Shed is a way to run coding agents in real isolation, on the machine that makes the most sense for the job. Each environment, a “shed”, is a microVM: Firecracker on Linux, Apple Virtualization on macOS Apple Silicon. You create one from a standard base environment with a directory or repo mounted in and an agent like Claude Code or OpenCode already installed, then SSH into it on your own machine or on a server elsewhere on your network.

The part I care most about is how it handles trust. Instead of copying API keys and SSH keys into every environment, a host-side broker lends a shed the credentials you already have (AWS, Docker, SSH) without mounting them in: the keys stay on your machine, and every use is audited. SSH adds detailed per-request approval, gated by Touch ID on macOS through the shed-desktop app, while AWS and Docker are allow-or-deny for now. Named egress profiles go a step further and limit what a shed can reach on the network, so an agent you have sandboxed only talks to what you allow.

Because a shed can live on another machine, it works as well across a fleet as on your laptop. I run them on Linux mini-PCs over Tailscale and point work at whichever has capacity. You can SSH in directly, connect an IDE over Remote-SSH (Cursor, VS Code, Zed, JetBrains), and the VM and its tmux session keep running after you disconnect. You can also hand a shed a plan with shed attach --plan and let the agent execute it unattended while you watch from claude.ai/code.

Under the hood it is three pieces: the shed CLI on your machine, a shed-server daemon on each host that runs the VMs and serves an HTTP API plus an SSH server, and an optional shed-host-agent for credential brokering (part of shed-extensions, paired with the shed-desktop app on macOS). Both backends boot from layered OCI images pulled registry-direct, which is what keeps spinning one up cheap. The server binds to loopback by default, and facing the network is an explicit opt-in with a secure mode behind it (pinned TLS, minted bearer tokens, an SSH key allowlist).

02

Where it stands

Shed is the most ambitious tool in the lab right now, and the one with the most churn. It pairs naturally with Roost: run an agent in a shed and drive it from a Roost project tab. It is single-user today, though auth landed recently as a first step toward more, and it is still alpha software while the desktop, mobile, extension, egress, and plan workflows settle. The goal is to make running an agent in isolation on any of my machines feel as easy as running one on my main machine; the core primitives are the part to watch.

## Tasks for this exercise
a - Answer these from the passage on Shed:
(i) What runs a shed's microVM on Linux?
(ii) Which host-side part lends a shed credentials without mounting them in?
(iii) What does the server bind to by default?
b - Duplicate the passage on Shed between "Under the hood" and "SSH key allowlist).", inclusive.
c - Go on with the passage on Shed, picking up after its last sentence.

## Supplied material

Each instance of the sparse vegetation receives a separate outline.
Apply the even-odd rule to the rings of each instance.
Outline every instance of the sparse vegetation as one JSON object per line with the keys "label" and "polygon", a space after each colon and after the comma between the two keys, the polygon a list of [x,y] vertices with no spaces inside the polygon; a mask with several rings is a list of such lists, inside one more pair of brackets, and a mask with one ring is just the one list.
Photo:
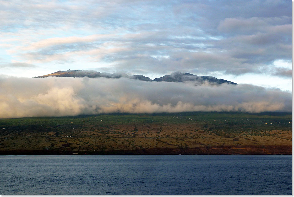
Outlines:
{"label": "sparse vegetation", "polygon": [[[103,120],[103,121],[101,121]],[[285,113],[194,112],[0,119],[0,151],[292,144]]]}

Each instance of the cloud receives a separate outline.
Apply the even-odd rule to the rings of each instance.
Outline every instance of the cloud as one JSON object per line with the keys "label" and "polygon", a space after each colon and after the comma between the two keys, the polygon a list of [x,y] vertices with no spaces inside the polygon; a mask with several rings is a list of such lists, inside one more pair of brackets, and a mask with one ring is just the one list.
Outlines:
{"label": "cloud", "polygon": [[10,68],[32,68],[36,67],[36,66],[30,64],[25,62],[14,62],[13,63],[7,63],[6,64],[0,64],[0,68],[9,67]]}
{"label": "cloud", "polygon": [[284,77],[291,78],[292,77],[292,69],[287,68],[277,68],[273,69],[273,71],[272,74],[272,75],[279,76]]}
{"label": "cloud", "polygon": [[291,93],[246,84],[195,86],[191,82],[150,82],[123,78],[0,76],[0,89],[1,118],[292,110]]}
{"label": "cloud", "polygon": [[0,54],[44,67],[237,75],[292,60],[287,1],[0,2]]}

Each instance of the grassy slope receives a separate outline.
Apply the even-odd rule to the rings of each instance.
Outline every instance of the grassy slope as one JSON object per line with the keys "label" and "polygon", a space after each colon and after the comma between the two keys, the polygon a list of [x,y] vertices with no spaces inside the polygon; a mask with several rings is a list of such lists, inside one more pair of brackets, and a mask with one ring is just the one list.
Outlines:
{"label": "grassy slope", "polygon": [[292,146],[292,122],[289,114],[198,112],[2,119],[0,151]]}

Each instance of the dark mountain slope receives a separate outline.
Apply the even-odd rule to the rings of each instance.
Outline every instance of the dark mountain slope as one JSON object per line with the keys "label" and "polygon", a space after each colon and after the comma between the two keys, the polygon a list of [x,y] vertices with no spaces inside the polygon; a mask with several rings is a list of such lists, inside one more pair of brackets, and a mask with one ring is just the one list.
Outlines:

## Responses to the exercise
a -
(i) Firecracker.
(ii) A host-side broker.
(iii) Loopback.

b -
Under the hood it is three pieces: the shed CLI on your machine, a shed-server daemon on each host that runs the VMs and serves an HTTP API plus an SSH server, and an optional shed-host-agent for credential brokering (part of shed-extensions, paired with the shed-desktop app on macOS). Both backends boot from layered OCI images pulled registry-direct, which is what keeps spinning one up cheap. The server binds to loopback by default, and facing the network is an explicit opt-in with a secure mode behind it (pinned TLS, minted bearer tokens, an SSH key allowlist).

c -
What it does

Shed

Real VM isolation

Each shed is a genuine VM (Firecracker on Linux, Apple Virtualization on macOS Apple Silicon), not a container sharing a kernel, and no docker-in-docker. The right boundary for running an agent you want kept fenced in.

Credentials it uses but never holds

A host-side broker lends a shed your AWS, Docker, and SSH credentials without mounting them into the VM. The agent's git push or docker pull just works, the keys stay on your machine, and every use is audited. SSH adds detailed per-request approval, gated by Touch ID on macOS through the shed-desktop app.

Egress filtering

Named egress profiles control what a shed can reach on the network, so a sandboxed agent only talks to the hosts you allow. Profiles are editable at runtime and re-push to running sheds.

Hand off a plan

shed attach --plan ships a plan into a shed and lets Claude run it unattended, printing a claude.ai/code URL you can watch and steer from. Your laptop can close while it works.

Local or remote, one CLI

Run sheds on your own machine or on a fleet of servers over Tailscale (home mini-PCs, a cloud VPS), all from one CLI, pointing work at whichever host has capacity.

SSH access, persistent sessions

SSH into a shed like any other machine, or connect Cursor, VS Code, Zed, or JetBrains over Remote-SSH. The VM and its tmux session keep running after you disconnect, so you reconnect exactly where you left off.